:: WHAT YOU SHOULD DO ::
Below you will find a set of lines. Repeat them all exactly.
:: INPUT ::
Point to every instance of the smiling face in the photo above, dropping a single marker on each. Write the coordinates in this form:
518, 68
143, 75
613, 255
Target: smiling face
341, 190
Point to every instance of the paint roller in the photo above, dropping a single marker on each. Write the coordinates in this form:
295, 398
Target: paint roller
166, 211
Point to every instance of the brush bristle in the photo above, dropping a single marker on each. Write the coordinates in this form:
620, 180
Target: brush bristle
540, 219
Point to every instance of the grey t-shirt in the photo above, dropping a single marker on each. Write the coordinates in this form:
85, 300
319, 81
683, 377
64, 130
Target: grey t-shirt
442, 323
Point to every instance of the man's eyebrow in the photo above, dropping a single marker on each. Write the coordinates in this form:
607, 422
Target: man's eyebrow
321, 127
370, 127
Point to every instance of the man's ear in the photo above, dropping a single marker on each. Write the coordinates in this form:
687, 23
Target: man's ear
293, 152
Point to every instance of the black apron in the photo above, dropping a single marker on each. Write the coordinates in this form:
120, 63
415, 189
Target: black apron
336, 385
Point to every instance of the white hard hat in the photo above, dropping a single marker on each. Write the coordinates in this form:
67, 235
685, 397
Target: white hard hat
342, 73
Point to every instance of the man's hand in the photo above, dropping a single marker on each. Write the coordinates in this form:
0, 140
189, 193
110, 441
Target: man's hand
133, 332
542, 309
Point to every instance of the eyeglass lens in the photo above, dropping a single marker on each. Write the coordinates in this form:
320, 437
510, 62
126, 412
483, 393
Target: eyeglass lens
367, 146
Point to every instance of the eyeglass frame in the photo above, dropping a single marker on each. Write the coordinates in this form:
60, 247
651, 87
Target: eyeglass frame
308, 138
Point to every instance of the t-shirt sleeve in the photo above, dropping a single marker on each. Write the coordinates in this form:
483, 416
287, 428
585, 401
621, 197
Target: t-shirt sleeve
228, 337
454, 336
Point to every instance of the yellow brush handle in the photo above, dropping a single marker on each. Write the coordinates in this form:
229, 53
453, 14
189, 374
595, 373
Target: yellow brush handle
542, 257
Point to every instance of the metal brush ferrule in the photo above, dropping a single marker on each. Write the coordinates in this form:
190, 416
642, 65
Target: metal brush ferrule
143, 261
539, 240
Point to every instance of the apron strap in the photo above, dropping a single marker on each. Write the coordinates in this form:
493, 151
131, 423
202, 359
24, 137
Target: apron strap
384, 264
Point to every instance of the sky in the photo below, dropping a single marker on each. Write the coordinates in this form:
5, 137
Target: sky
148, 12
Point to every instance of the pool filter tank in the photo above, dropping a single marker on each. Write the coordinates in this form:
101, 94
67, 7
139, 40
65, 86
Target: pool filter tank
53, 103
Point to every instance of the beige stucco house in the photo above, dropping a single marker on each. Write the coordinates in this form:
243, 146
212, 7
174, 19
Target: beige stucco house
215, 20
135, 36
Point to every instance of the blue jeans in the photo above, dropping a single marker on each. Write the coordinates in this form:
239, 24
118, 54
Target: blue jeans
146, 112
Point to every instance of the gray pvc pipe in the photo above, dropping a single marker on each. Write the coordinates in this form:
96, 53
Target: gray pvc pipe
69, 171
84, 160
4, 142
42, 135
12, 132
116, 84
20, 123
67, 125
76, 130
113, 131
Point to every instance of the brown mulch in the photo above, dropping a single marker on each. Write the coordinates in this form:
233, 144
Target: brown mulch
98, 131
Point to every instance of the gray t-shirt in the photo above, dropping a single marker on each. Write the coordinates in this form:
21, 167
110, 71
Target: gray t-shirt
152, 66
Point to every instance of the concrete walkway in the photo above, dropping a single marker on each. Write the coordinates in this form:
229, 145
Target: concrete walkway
:::
:: RESULT BELOW ::
Point to every instance of the smiling face in the photo above, dropping a single marker on each. Write the coordinates in this form:
518, 68
143, 75
613, 255
Target: smiling face
341, 190
Point to every instance of the paint roller in the photo above, dropping a single marker on each. Write the coordinates in this form:
295, 398
Target: paint roller
166, 211
Point to every instance of the brush bristle in the photo above, dropping a single marker on each. Write the coordinates in this form:
620, 180
Target: brush bristle
540, 219
Point to every instance of the grey t-shirt in the photo above, dropping a single marker on each. Write the coordinates in this form:
85, 300
319, 81
683, 377
64, 130
Target: grey t-shirt
442, 323
Point to every instance of the man's eyebrow in the photo above, dropping a single marker on each. Write the coordinates in this form:
607, 422
Target: man's eyebrow
321, 127
370, 127
Point to every instance of the man's ear in the photo above, dropping a single marker on each. Write the coordinates in this form:
687, 23
Target: man's ear
293, 152
Point to every instance of the black apron in the photo above, dropping a single marker on each. Write the coordinates in this form:
120, 63
415, 189
Target: black apron
336, 385
Point to every instance of the white hard hat in the photo above, dropping a single marker on each. Write the coordinates in this form:
67, 235
685, 397
Target: white hard hat
342, 73
Point to every instance of the man's hand in the photo above, dropping a single marker on each. Write the coordinates in this form:
0, 140
189, 193
110, 441
Target: man's hand
133, 332
542, 309
Point to every instance of the eyeglass lens in the photo above, dropping a single marker on each. Write the coordinates in this form:
320, 437
510, 62
126, 412
483, 393
Target: eyeglass lens
367, 146
Point to every instance of the eyeglass frame in the photo above, dropping a single marker on each. Write the coordinates in this form:
60, 247
651, 87
Target: eyeglass frame
308, 138
Point to every instance of the t-shirt sleeve in the photo above, dropping a single marker on each. Write the coordinates in this form:
483, 416
287, 428
585, 401
621, 197
Target: t-shirt sleeve
228, 337
454, 336
Point to every instance of the yellow brush handle in the photo above, dropping a single marker on each. Write the coordinates in this form:
229, 53
453, 14
189, 374
595, 373
Target: yellow brush handle
542, 257
Point to every instance of the metal brush ferrule in the photo above, dropping a single marker on each. Write the coordinates in this form:
190, 416
642, 65
Target: metal brush ferrule
143, 261
539, 240
Point to every instance of the apron strap in the photo above, dropping a single marker on each. Write the coordinates in this form:
493, 151
131, 423
202, 359
24, 137
Target: apron strap
384, 264
Point to every instance of the sky in the photo below, dropping a single marker on each. Write the coordinates in this form:
5, 137
Target: sky
148, 12
Point to every instance of the pool filter tank in the photo above, dropping a single marker on each. Write the coordinates in this form:
101, 94
67, 7
139, 40
65, 86
Target: pool filter tank
53, 103
Point to every instance of the beige stucco house in the photo above, dropping a single marker on each. Write the coordinates in this form:
243, 146
212, 7
174, 19
Target: beige stucco house
215, 20
135, 36
Point to every instance of the blue jeans in the photo above, dropping a single marker on each. Write the coordinates in this form:
239, 24
118, 54
Target: blue jeans
146, 112
Point to every instance of the gray pvc pipe in the photo above, dropping a single marker on each. Write the coordinates in this form:
96, 53
Target: gray pvc pipe
69, 171
84, 160
4, 142
42, 135
12, 132
116, 84
20, 123
67, 125
76, 130
113, 131
Point to every instance of the brown mulch in the photo above, dropping a single marker on each. Write the coordinates in this form:
233, 144
Target: brown mulch
98, 131
Point to every instance of the gray t-shirt in the photo above, dropping a single marker on each. Write the coordinates in this form:
21, 167
110, 71
Target: gray t-shirt
152, 66
Point to every instance of the concrete walkway in the photo above, dropping a single marker on each. Write the coordinates in this form:
229, 145
Target: concrete walkway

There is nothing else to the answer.